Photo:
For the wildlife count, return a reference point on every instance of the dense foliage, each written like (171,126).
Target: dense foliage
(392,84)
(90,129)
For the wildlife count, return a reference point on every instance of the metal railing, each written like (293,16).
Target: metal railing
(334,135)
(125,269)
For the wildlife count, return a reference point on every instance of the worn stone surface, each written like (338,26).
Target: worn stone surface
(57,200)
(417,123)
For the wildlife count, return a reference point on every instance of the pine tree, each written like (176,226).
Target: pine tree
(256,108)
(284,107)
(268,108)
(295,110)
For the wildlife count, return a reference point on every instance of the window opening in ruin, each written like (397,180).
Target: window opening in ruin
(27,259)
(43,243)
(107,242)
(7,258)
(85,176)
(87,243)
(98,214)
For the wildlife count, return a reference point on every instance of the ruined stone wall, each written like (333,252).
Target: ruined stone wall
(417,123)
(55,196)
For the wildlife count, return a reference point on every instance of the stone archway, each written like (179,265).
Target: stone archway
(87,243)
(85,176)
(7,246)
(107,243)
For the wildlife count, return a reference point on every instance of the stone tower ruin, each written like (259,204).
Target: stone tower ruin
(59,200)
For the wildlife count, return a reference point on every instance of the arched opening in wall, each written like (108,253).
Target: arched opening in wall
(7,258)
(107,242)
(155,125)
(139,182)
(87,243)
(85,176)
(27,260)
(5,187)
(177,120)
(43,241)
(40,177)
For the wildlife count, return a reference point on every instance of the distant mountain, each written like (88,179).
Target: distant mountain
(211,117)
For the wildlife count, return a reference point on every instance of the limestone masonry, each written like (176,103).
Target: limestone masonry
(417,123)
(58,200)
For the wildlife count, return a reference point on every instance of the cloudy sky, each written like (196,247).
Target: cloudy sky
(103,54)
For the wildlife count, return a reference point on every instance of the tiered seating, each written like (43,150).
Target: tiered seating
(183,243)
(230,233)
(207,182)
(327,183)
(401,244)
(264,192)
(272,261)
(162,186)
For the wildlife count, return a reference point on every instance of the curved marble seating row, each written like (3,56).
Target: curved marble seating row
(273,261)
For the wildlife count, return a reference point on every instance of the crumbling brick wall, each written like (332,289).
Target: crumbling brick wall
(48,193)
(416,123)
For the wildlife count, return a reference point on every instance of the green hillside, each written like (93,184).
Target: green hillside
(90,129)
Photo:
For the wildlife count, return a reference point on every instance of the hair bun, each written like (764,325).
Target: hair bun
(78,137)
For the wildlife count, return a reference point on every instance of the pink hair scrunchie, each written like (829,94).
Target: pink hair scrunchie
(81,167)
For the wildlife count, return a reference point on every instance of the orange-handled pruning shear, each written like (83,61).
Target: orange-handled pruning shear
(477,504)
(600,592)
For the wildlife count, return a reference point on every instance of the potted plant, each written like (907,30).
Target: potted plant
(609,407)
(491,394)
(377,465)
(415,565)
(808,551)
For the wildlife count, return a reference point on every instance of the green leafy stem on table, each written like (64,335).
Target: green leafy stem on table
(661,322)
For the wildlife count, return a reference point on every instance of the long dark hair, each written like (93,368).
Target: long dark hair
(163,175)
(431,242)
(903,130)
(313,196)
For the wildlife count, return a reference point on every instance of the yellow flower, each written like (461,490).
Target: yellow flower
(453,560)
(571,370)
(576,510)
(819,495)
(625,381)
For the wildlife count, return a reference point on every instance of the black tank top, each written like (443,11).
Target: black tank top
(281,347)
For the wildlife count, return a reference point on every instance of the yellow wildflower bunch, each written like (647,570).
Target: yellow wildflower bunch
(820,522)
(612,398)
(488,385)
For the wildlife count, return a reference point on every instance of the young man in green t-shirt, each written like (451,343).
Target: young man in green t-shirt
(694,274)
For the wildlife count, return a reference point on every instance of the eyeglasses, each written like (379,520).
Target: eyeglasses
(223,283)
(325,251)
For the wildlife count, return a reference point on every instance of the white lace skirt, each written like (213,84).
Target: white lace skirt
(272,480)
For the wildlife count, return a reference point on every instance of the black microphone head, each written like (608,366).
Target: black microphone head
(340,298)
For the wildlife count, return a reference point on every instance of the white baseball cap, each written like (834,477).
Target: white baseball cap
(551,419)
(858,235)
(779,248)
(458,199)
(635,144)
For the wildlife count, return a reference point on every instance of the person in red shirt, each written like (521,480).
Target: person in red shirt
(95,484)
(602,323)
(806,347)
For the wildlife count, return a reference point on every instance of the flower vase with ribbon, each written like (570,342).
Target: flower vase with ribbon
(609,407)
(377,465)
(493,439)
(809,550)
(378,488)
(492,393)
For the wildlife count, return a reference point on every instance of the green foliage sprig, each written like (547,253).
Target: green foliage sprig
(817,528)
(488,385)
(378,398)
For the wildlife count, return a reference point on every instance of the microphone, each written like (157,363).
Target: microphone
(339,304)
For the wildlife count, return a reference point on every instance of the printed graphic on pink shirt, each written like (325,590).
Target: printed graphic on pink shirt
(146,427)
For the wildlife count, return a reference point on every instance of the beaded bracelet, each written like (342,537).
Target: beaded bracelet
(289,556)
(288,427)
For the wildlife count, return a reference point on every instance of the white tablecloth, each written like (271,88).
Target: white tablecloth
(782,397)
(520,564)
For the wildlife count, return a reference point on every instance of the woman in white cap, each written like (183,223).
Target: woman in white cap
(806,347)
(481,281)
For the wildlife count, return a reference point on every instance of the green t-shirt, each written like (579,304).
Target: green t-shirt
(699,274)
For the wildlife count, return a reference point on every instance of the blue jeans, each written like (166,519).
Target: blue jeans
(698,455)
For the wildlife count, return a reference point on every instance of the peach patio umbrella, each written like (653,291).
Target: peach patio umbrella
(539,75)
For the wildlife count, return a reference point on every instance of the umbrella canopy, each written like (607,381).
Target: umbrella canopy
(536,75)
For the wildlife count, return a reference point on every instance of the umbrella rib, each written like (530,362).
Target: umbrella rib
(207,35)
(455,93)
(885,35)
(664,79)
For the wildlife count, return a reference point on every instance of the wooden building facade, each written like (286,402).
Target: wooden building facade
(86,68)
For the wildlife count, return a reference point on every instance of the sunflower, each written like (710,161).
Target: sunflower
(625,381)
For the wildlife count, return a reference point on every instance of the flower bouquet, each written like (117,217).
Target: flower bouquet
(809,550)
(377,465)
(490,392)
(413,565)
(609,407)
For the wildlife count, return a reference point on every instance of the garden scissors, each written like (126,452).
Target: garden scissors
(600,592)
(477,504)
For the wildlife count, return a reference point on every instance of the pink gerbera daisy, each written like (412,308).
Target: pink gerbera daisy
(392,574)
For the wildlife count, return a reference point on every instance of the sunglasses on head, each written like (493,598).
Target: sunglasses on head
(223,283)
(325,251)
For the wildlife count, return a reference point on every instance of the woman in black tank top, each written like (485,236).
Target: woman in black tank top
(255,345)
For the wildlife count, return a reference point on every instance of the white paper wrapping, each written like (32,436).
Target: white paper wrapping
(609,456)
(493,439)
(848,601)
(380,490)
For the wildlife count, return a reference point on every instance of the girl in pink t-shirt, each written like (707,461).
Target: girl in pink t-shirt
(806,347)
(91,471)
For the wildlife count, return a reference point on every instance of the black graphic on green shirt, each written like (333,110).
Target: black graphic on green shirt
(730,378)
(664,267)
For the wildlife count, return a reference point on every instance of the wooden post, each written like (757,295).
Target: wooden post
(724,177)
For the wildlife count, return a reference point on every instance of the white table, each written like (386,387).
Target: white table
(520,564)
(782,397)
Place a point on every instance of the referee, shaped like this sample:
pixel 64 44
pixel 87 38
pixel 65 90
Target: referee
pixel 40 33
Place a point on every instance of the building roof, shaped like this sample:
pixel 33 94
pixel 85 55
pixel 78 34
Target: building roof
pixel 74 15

****

### WORK TO BE COMPLETED
Gather, from the listing above, every line carrying the word "sample".

### ANSWER BOX
Place a point on every instance of the referee, shaped like this sample:
Place a point on every instance of the building roof, shaped like this sample:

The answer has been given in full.